◆ **ASSIGNED TASK**:
Could you repeat the entries below word for word, leaving nothing out?

[Extracted data entries]

----

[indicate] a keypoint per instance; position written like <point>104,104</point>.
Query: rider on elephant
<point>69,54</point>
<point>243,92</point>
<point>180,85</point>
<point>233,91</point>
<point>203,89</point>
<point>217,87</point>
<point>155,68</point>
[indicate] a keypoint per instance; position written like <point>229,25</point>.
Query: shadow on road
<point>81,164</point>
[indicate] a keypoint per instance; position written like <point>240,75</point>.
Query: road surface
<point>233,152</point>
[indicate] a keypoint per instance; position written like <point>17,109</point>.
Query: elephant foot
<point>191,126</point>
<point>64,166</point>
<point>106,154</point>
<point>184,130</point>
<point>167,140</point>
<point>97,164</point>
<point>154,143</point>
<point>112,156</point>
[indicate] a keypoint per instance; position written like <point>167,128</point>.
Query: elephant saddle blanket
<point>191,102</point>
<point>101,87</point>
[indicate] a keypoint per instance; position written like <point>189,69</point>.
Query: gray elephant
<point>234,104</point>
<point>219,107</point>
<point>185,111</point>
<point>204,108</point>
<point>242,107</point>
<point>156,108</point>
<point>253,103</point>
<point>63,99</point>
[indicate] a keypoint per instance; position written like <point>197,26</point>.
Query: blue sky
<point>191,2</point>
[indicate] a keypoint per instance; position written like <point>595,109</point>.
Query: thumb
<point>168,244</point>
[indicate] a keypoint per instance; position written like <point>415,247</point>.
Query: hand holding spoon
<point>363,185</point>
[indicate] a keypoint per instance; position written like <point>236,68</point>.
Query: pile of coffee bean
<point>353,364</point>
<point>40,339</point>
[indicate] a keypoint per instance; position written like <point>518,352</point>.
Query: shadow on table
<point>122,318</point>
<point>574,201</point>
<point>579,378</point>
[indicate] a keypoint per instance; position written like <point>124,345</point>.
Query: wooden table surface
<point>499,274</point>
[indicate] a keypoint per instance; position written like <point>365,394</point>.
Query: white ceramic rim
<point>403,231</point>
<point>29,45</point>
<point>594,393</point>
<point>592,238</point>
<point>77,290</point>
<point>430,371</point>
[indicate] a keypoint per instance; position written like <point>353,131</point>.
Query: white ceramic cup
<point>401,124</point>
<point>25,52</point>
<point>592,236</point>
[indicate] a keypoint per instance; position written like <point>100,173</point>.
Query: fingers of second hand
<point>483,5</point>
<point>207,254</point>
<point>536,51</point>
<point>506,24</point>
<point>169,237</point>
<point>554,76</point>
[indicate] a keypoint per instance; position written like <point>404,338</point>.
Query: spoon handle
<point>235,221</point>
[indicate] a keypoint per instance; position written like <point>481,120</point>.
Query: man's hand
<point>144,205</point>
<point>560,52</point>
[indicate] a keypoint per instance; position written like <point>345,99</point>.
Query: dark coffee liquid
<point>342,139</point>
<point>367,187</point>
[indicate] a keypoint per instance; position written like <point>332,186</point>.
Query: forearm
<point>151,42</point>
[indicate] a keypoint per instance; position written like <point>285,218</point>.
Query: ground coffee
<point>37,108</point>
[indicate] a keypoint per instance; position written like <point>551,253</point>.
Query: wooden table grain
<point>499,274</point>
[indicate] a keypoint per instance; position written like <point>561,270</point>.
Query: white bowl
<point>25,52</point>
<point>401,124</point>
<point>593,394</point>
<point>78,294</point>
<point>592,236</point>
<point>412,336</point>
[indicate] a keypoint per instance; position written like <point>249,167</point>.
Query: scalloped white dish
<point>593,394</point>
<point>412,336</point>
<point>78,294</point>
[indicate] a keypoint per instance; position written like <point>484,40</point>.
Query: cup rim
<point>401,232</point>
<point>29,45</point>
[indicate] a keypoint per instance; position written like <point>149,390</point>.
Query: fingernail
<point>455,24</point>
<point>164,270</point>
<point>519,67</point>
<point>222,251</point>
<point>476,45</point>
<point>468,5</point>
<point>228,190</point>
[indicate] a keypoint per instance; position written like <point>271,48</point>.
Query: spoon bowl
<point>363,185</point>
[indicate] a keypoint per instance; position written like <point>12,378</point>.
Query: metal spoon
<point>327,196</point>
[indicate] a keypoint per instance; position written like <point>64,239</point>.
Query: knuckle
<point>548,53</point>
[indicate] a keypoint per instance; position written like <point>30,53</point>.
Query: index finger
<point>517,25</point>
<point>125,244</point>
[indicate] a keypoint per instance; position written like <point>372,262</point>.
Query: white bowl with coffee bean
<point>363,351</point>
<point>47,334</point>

----

◆ **ANSWER SPACE**:
[indicate] a keypoint per instance; position written like <point>104,104</point>.
Query: rider on elephant
<point>69,54</point>
<point>243,92</point>
<point>180,85</point>
<point>233,91</point>
<point>203,89</point>
<point>217,87</point>
<point>155,68</point>
[indicate] a keypoint per instance; position written like <point>229,25</point>.
Query: shadow on road
<point>81,164</point>
[indicate] a keypoint per instance; position written like <point>240,75</point>.
Query: road surface
<point>233,152</point>
[indicate] a keypoint per instance; position written like <point>17,109</point>.
Query: elephant foot
<point>191,126</point>
<point>64,166</point>
<point>106,154</point>
<point>184,130</point>
<point>167,140</point>
<point>97,164</point>
<point>154,143</point>
<point>112,156</point>
[indicate] a keypoint per instance; position written like <point>167,128</point>.
Query: elephant saddle blanket
<point>191,102</point>
<point>101,87</point>
[indicate] a keypoint per instance; position written like <point>189,69</point>.
Query: gray elephant
<point>234,104</point>
<point>219,107</point>
<point>185,111</point>
<point>204,108</point>
<point>242,107</point>
<point>156,108</point>
<point>253,103</point>
<point>63,99</point>
[indicate] a keypoint per instance; position written like <point>197,26</point>.
Query: blue sky
<point>191,2</point>
[indicate] a keypoint per instance; position written like <point>595,109</point>.
Query: thumb
<point>168,244</point>
[indicate] a keypoint per instance; position written like <point>415,247</point>.
Query: hand holding spoon
<point>363,185</point>
[indicate] a keypoint per instance; position written like <point>236,68</point>.
Query: pile of coffee bean
<point>353,364</point>
<point>40,339</point>
[indicate] a keypoint per instance; position written like <point>518,352</point>.
Query: shadow on table
<point>122,318</point>
<point>574,201</point>
<point>579,378</point>
[indicate] a keypoint per instance; position written like <point>124,345</point>.
Query: wooden table surface
<point>499,274</point>
[indicate] a keypoint per instance; position written like <point>365,394</point>.
Query: white ceramic rim
<point>403,231</point>
<point>29,45</point>
<point>594,393</point>
<point>592,238</point>
<point>77,290</point>
<point>430,371</point>
[indicate] a keypoint per instance; position written like <point>353,131</point>.
Query: white ceramic cup
<point>401,124</point>
<point>25,52</point>
<point>592,236</point>
[indicate] a keypoint per instance; position written like <point>100,173</point>.
Query: fingers of second hand
<point>483,5</point>
<point>207,254</point>
<point>536,51</point>
<point>506,24</point>
<point>169,237</point>
<point>554,76</point>
[indicate] a keypoint per instance; position written like <point>404,338</point>.
Query: spoon handle
<point>235,221</point>
[indicate] a keypoint per instance; position written like <point>481,120</point>.
Query: man's hand
<point>144,205</point>
<point>560,52</point>
[indicate] a keypoint per instance; position written like <point>345,99</point>.
Query: dark coffee liquid
<point>342,139</point>
<point>367,187</point>
[indicate] a keypoint per instance; position written like <point>332,186</point>.
Query: forearm
<point>151,42</point>
[indicate] a keypoint per instance; position written like <point>285,218</point>.
Query: ground coffee
<point>37,108</point>
[indicate] a keypoint per instance; position written like <point>551,253</point>.
Query: wooden table grain
<point>499,274</point>
[indicate] a keypoint per instance; position written like <point>561,270</point>.
Query: white bowl
<point>25,52</point>
<point>401,124</point>
<point>593,394</point>
<point>78,294</point>
<point>592,236</point>
<point>412,336</point>
[indicate] a keypoint per instance; position written like <point>249,167</point>.
Query: scalloped white dish
<point>593,394</point>
<point>412,336</point>
<point>78,294</point>
[indicate] a keypoint per instance; position written like <point>484,40</point>.
Query: cup rim
<point>401,232</point>
<point>29,45</point>
[indicate] a keypoint per instance; position written like <point>149,390</point>.
Query: fingernail
<point>455,24</point>
<point>164,270</point>
<point>519,67</point>
<point>222,251</point>
<point>476,45</point>
<point>468,5</point>
<point>228,190</point>
[indicate] a keypoint per instance; position written like <point>271,48</point>.
Query: spoon bowl
<point>363,185</point>
[indicate] a keypoint per instance; position written like <point>12,378</point>.
Query: metal spoon
<point>327,196</point>
[indicate] a keypoint per instance; position written like <point>64,239</point>.
Query: knuckle
<point>548,53</point>
[indicate] a keypoint per instance; position written like <point>30,53</point>.
Query: index finger
<point>517,25</point>
<point>125,244</point>
[indicate] a keypoint per instance; position written like <point>372,262</point>.
Query: white bowl with coffee bean
<point>363,351</point>
<point>47,334</point>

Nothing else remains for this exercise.